Problems to solve =
a – Using the briefing transcript, answer each question:
(i) What two risks does the doctor say remain of concern?
(ii) How many persons at a time may visit?
(iii) Which twin is now in the original ICU room?
b – Repeat the briefing transcript word for word from "QUESTION: What happens" to "the clock ticks.".

Excerpt to read =

%%

DR. JAMES THOMAS, DIR., CRITICAL CARE, CHILDREN'S HOSPITAL: Well they're the same things we've been saying all along. As long as they have as many lines and tubes in place and the long suture lines from the flaps they remain at significant risk for infection. And that doesn't change.
In addition, as time goes on, the risk for brain swelling decreases but doesn't disappear all together. So those are the two things we remain concerned about.
QUESTION: Can you give us some idea of what the rooms are like at different times of the day? I mean when the parents are there -- I think yesterday, you said there were so many people in the room, it was hard to see the connection. Is it a little less -- or is it a little more intimate?
THOMAS: Very much. In fact, one of the things that we are very careful about in children following neurosurgery is to try and minimize the amount of stimulation. Typically noise and light and those sorts of things that occur.
And so actually, the rooms right now are very quiet. They spend most of the time darkened, particularly when you're not doing direct interventions on then patient. And people speak in lowered, hushed tones.
And we have made it clear -- we restrict visitation to simply two persons at a time so that there are two nurses in the room, a respiratory therapist and two family members at most.
QUESTION: Doctor, We had quite a reaction from viewers on they're being in separate rooms now, wondering why separate the rooms. Can you explain the decision process in that? And what the purposes of keeping them a little bit apart?
THOMAS: Well, a lot of it has to do with space considerations more than anything. It was -- when they were together in the original ICU room that Mohammed is now in, there was a large adult size bed, but then there was two of everything else. There were two procedure carts, there were two ventilators, two IV holes for each patient.
And it was physically crowded, very hard to move around all the tubing. And particularly when there were two additional nurses, two respiratory therapists. And it just became a physical separation problem.
They have as much equipment now, but they're in separate rooms, so they have a ventilator, they have two IV poles, they have these newer, smaller cribs, but the cribs have -- they're plugged into the wall. It's just because of physical space requirements or considerations.
QUESTION: What happens when they start coming out of the medically induced coma? And what do you look for when they start to regain...
PHILLIPS: Dr. James Thomas, chief of critical services for Children's Medical Center in Dallas, updating the condition of the 2- year-old boys Ahmed and Mohammed Ibrahim, that were joined at the head. The surgery going on in Dallas. Vital signs are stable. We'll continue to monitor the progress as the clock ticks.

%%

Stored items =
%%

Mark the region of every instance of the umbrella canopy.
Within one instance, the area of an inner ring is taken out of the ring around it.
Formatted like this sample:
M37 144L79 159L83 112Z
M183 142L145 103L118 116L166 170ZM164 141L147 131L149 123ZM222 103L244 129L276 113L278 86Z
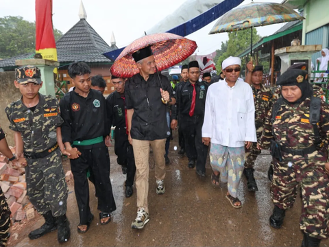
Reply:
M184 60L197 47L195 41L178 35L162 33L146 35L134 40L122 51L110 69L112 75L128 78L139 72L132 54L151 45L158 70L168 69Z
M304 19L295 10L283 4L252 2L236 7L226 12L215 24L209 34L239 31Z

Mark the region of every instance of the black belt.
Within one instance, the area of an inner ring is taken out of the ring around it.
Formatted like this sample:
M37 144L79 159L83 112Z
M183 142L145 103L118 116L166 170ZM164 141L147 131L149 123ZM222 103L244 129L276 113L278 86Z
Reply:
M315 145L302 150L293 150L291 148L286 148L283 145L281 145L280 148L282 151L287 152L288 154L291 154L293 155L300 155L300 156L304 156L306 154L312 154L313 152L317 151L318 150L317 146Z
M27 158L45 158L49 154L52 153L53 151L56 150L58 148L58 144L56 143L53 146L48 148L46 150L38 153L34 153L32 152L24 152L24 156Z

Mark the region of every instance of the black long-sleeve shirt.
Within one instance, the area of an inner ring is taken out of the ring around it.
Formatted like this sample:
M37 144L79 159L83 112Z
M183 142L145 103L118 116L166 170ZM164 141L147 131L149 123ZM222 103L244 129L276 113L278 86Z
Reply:
M173 89L174 94L176 96L176 104L175 104L172 107L171 107L171 119L175 119L177 120L178 118L178 104L180 102L179 99L179 95L180 95L180 89L182 89L182 86L183 86L185 84L185 82L182 81L176 84L175 86L175 89Z
M117 91L112 93L106 98L108 125L117 128L125 126L125 95L121 95Z
M195 108L194 109L193 116L204 117L206 106L206 96L207 95L208 86L208 84L204 81L197 81L195 82ZM179 114L182 119L184 119L186 117L190 117L189 113L193 94L193 86L190 81L187 81L184 85L182 85L176 94L178 95Z
M110 133L106 102L101 92L90 89L88 96L75 91L66 93L60 102L63 142L84 141Z
M173 97L173 89L168 78L159 75L163 90ZM156 73L150 75L147 81L138 73L125 82L125 105L127 109L134 109L130 130L132 139L154 141L168 137L167 106L161 101L160 88Z

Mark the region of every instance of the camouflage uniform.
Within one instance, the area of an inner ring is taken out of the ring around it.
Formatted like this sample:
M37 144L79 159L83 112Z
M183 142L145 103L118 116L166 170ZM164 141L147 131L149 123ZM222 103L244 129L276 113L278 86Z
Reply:
M260 84L257 90L252 85L254 102L255 104L255 126L257 139L262 135L265 117L272 106L273 94L271 89ZM257 143L252 143L249 149L245 149L245 167L253 168L260 150L257 148Z
M280 145L292 150L304 150L315 145L313 127L308 119L310 104L309 97L292 106L283 102L273 126L272 110L270 110L258 144L268 148L270 140L274 138ZM321 141L326 147L329 136L329 107L326 103L321 103L318 127ZM281 209L292 208L297 185L300 184L303 200L300 228L312 237L327 238L329 178L324 172L324 163L327 161L324 148L319 148L304 156L284 152L282 154L282 162L273 158L274 174L271 193L274 204Z
M32 112L19 99L5 108L10 128L21 132L24 143L24 155L27 195L32 204L42 215L51 211L53 216L65 214L67 185L58 149L56 128L63 123L58 113L58 102L52 96L39 94L39 103ZM35 154L49 152L43 158Z
M5 132L0 127L0 140L5 138ZM8 240L10 227L10 209L5 201L5 195L0 187L0 247L5 246Z

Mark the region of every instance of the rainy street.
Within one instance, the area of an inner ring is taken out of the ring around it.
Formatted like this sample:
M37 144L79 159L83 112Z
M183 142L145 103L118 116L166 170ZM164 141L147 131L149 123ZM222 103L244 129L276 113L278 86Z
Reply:
M90 185L90 208L95 215L89 231L85 234L77 232L79 217L72 181L69 182L68 218L71 237L65 246L300 246L302 235L299 228L301 200L299 194L295 207L287 211L281 229L269 226L269 218L273 210L269 194L267 169L271 156L267 152L258 156L255 178L259 191L248 192L243 177L239 197L241 209L233 208L225 198L226 185L216 187L210 182L211 168L207 162L206 177L200 178L195 169L188 169L186 156L177 154L177 132L171 142L169 158L164 179L166 193L156 193L154 162L151 154L149 208L149 222L142 230L132 229L136 217L136 194L124 196L125 175L117 163L113 148L110 148L111 181L117 203L112 214L112 222L99 224L95 188ZM64 162L65 172L69 163ZM42 217L28 222L20 231L12 232L9 246L58 246L57 231L36 240L30 240L30 231L40 227ZM329 240L322 241L321 246L329 246Z

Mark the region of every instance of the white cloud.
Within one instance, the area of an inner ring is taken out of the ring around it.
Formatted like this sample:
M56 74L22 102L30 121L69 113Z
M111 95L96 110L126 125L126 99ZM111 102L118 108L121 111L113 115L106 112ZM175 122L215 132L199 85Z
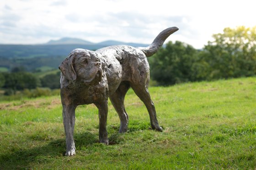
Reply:
M168 40L202 48L226 27L255 23L253 0L2 0L0 43L33 44L74 37L149 44L163 30Z

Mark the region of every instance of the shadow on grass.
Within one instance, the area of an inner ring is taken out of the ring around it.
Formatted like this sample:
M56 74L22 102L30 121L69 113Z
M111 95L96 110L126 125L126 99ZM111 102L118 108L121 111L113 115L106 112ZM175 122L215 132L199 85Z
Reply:
M98 136L85 132L74 135L76 148L81 148L97 142ZM13 152L0 154L0 170L27 169L32 168L32 164L45 164L59 157L62 160L66 150L65 139L51 140L43 146L15 150Z

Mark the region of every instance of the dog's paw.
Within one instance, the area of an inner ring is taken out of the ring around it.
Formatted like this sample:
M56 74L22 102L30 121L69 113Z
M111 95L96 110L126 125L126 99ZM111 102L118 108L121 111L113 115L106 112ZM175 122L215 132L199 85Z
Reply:
M108 140L101 140L100 141L100 143L101 143L102 144L104 144L106 145L108 145Z
M152 126L152 128L153 130L155 130L160 132L163 131L163 128L162 128L162 127L159 125L154 126Z
M65 156L73 156L75 155L75 151L74 149L67 150Z

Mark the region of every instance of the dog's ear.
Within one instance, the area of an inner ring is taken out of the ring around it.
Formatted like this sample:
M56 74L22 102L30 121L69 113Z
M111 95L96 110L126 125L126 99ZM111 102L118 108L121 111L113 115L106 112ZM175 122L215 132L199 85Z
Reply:
M59 69L64 76L69 80L75 80L76 79L76 73L73 65L74 60L77 55L76 52L70 54L59 66Z

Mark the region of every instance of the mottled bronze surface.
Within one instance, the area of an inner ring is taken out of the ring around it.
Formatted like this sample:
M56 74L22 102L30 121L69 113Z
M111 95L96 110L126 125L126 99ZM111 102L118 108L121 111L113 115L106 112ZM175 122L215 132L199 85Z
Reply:
M178 30L174 27L164 30L147 47L114 45L96 51L76 49L63 60L59 69L66 155L75 154L73 134L75 110L79 105L93 103L98 108L100 142L108 144L106 124L109 97L120 119L119 132L127 130L128 115L123 101L130 87L145 105L152 129L162 131L148 90L149 66L147 57L155 53Z

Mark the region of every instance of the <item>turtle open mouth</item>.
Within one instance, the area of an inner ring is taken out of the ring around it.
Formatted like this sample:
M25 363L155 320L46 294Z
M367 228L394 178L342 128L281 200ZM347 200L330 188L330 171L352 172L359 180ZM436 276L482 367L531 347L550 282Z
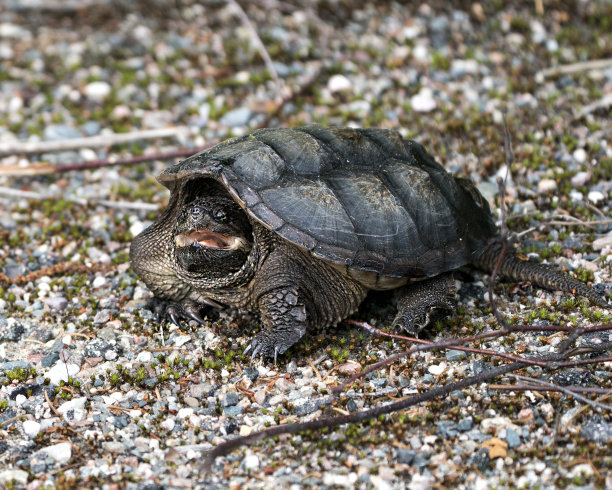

%%

Numbered responses =
a –
(i) Infection and brain swelling
(ii) Two
(iii) Mohammed

b –
QUESTION: What happens when they start coming out of the medically induced coma? And what do you look for when they start to regain...
PHILLIPS: Dr. James Thomas, chief of critical services for Children's Medical Center in Dallas, updating the condition of the 2- year-old boys Ahmed and Mohammed Ibrahim, that were joined at the head. The surgery going on in Dallas. Vital signs are stable. We'll continue to monitor the progress as the clock ticks.